Only the lines from the one with "Kindly review the image provided above and locate the white lane" onward are wanted, through the last line of the entries, set down exactly.

── Provided information

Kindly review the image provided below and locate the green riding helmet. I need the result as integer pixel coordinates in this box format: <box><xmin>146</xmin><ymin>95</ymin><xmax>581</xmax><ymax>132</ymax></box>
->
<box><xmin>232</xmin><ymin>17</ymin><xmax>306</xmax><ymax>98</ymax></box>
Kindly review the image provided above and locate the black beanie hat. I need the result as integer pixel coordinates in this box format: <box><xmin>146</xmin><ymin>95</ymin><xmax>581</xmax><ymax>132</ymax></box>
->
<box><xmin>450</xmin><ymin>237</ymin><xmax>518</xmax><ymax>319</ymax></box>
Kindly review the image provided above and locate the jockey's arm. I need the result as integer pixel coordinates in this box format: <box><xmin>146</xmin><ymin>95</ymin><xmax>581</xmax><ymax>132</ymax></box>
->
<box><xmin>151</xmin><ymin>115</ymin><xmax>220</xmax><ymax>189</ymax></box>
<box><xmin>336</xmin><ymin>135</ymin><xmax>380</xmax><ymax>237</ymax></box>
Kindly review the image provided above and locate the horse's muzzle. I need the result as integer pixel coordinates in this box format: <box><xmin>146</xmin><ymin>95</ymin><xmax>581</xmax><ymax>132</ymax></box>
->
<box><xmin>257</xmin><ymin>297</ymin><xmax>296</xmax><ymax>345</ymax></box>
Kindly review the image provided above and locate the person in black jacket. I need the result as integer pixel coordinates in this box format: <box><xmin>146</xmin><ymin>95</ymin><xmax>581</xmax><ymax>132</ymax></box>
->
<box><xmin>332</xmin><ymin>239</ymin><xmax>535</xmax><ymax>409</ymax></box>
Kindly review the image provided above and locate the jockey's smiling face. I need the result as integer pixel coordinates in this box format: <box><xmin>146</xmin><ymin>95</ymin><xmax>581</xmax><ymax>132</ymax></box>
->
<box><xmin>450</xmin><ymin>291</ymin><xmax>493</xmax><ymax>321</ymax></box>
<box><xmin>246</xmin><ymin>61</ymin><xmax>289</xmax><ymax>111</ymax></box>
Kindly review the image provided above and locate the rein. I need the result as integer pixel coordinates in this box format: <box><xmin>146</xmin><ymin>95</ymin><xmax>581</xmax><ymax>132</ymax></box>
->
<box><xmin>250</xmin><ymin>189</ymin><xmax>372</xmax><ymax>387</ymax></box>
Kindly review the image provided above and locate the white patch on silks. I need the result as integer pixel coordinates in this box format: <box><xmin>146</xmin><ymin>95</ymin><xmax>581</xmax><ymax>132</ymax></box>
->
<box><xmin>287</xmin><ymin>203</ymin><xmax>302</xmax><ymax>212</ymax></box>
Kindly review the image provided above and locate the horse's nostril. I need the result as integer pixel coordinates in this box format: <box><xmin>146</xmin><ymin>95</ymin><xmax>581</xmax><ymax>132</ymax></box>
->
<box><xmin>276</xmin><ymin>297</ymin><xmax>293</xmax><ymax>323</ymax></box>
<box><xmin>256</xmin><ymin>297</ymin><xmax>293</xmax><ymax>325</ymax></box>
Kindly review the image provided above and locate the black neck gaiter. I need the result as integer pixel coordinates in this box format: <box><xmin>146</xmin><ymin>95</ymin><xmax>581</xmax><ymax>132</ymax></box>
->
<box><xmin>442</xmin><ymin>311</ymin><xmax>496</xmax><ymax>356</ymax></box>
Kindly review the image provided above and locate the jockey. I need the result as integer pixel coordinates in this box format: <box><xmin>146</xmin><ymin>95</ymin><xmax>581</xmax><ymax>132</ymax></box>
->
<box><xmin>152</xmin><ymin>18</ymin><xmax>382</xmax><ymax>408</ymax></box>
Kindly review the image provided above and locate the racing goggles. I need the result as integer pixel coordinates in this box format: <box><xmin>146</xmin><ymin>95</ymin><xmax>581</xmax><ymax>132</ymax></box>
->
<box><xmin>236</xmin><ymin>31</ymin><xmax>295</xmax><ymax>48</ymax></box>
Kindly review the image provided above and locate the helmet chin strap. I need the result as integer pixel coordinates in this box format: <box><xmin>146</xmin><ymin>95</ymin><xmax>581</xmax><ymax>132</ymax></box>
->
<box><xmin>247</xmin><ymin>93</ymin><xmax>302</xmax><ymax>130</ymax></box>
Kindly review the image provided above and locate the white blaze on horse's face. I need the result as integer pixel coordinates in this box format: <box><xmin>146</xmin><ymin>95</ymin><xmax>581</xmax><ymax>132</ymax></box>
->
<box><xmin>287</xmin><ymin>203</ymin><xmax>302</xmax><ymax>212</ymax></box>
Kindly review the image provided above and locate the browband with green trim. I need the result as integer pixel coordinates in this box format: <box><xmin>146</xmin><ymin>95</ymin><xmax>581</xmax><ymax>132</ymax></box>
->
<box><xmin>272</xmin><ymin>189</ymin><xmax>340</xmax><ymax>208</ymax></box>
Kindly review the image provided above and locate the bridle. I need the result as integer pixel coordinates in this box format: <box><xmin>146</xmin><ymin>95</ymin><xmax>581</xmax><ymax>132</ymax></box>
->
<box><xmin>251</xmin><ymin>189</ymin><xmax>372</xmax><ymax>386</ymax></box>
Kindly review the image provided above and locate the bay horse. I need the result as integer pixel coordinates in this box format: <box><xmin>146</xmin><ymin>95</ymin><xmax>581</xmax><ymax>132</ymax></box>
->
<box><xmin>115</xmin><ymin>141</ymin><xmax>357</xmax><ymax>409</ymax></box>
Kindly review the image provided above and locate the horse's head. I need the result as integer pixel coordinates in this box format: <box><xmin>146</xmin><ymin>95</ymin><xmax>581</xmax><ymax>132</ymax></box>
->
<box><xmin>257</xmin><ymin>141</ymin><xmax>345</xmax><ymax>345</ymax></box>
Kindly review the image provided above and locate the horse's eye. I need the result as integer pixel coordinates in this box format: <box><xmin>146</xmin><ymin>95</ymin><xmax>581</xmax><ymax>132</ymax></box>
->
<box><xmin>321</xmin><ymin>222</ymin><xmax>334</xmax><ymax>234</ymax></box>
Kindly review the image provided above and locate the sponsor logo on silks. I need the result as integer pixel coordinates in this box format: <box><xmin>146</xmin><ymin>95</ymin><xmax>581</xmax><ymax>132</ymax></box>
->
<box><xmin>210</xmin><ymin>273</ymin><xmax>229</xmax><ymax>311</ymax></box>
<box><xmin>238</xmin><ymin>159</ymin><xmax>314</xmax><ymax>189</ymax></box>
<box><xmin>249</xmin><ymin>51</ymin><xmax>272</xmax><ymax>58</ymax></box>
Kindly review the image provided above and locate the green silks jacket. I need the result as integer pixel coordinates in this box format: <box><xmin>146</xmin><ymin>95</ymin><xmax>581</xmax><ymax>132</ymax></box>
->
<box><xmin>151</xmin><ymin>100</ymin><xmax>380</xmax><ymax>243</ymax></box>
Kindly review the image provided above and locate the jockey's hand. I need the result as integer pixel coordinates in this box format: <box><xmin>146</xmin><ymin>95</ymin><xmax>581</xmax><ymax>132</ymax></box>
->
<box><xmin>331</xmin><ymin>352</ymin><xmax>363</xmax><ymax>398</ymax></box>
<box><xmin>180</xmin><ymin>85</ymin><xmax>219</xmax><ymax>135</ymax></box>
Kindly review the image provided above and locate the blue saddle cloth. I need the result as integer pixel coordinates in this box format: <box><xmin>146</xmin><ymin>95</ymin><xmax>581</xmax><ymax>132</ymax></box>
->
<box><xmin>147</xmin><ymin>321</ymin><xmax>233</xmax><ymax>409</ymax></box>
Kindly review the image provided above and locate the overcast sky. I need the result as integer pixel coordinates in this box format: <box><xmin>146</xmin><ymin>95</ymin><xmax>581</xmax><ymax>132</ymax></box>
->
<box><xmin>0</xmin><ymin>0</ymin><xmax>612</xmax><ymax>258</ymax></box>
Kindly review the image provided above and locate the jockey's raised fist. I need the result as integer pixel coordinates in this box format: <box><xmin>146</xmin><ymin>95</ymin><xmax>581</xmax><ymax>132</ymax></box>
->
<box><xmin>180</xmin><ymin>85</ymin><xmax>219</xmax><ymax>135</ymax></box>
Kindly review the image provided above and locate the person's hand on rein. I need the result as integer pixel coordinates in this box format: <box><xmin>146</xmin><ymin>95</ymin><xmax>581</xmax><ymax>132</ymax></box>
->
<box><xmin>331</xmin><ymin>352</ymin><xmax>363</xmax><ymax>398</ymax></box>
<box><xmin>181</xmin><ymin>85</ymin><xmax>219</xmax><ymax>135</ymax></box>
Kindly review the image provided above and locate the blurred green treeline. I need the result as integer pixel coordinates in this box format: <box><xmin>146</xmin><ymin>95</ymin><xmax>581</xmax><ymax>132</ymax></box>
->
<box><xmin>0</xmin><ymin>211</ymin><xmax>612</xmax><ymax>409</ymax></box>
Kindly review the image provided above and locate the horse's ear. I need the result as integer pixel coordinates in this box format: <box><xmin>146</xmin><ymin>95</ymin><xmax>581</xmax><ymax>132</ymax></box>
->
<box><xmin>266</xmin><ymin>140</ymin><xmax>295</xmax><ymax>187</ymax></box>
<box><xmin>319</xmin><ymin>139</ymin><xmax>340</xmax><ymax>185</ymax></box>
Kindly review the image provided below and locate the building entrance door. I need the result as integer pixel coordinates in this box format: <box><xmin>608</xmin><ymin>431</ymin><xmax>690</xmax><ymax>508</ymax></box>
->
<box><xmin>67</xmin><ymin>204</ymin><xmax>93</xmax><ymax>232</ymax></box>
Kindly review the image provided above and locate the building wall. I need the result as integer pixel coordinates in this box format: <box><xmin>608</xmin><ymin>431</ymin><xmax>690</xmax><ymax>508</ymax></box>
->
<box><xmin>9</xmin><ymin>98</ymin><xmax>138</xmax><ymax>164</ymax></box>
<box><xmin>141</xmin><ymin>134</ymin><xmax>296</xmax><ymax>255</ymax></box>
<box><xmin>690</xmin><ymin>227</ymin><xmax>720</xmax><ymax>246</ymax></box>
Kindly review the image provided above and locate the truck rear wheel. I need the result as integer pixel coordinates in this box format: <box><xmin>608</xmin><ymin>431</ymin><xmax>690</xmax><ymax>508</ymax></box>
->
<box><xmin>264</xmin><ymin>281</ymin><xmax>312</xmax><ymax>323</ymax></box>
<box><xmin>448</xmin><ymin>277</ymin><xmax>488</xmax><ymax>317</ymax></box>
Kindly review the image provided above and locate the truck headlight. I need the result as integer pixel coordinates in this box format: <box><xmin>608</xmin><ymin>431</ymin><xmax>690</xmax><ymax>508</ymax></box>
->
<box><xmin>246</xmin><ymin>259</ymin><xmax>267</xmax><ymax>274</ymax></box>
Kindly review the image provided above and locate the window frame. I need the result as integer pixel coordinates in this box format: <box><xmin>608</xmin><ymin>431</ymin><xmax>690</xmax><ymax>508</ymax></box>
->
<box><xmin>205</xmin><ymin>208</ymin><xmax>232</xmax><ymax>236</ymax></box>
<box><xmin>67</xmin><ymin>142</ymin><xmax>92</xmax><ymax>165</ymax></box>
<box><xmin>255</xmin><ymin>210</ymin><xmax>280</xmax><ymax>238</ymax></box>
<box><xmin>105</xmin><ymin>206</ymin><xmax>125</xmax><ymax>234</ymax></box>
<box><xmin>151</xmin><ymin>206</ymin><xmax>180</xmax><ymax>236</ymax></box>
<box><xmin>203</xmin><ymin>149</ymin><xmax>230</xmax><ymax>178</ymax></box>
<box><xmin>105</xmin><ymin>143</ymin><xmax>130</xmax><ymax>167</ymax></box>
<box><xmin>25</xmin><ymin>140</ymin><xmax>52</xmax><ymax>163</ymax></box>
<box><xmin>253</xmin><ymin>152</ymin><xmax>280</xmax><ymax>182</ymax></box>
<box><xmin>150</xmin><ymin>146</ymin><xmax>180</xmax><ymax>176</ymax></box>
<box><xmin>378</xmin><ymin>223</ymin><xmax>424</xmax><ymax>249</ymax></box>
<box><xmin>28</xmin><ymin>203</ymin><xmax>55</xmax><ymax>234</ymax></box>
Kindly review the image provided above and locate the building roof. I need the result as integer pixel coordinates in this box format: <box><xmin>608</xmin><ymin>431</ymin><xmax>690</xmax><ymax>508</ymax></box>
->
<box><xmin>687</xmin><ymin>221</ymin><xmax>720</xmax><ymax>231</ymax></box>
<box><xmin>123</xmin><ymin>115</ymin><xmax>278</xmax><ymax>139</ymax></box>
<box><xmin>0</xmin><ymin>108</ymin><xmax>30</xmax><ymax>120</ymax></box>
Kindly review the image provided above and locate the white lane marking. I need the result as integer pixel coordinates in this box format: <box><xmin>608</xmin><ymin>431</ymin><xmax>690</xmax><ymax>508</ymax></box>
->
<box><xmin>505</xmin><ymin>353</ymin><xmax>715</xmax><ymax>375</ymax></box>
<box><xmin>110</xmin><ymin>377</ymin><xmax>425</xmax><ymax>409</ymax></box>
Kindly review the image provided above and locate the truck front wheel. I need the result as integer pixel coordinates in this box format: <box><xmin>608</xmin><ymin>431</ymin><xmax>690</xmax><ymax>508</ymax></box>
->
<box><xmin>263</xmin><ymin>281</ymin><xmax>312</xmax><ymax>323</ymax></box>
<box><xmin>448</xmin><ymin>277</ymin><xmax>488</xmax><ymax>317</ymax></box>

────

Output below:
Kindly review the image provided above and locate the white lane marking. I need the result as integer pixel coordinates in this box format: <box><xmin>608</xmin><ymin>431</ymin><xmax>690</xmax><ymax>508</ymax></box>
->
<box><xmin>505</xmin><ymin>353</ymin><xmax>715</xmax><ymax>375</ymax></box>
<box><xmin>110</xmin><ymin>377</ymin><xmax>425</xmax><ymax>409</ymax></box>
Kindly review the image provided above and locate the truck front wheel. I need the result as integer pixel coordinates in this box format: <box><xmin>608</xmin><ymin>431</ymin><xmax>690</xmax><ymax>508</ymax></box>
->
<box><xmin>263</xmin><ymin>281</ymin><xmax>312</xmax><ymax>323</ymax></box>
<box><xmin>448</xmin><ymin>277</ymin><xmax>488</xmax><ymax>317</ymax></box>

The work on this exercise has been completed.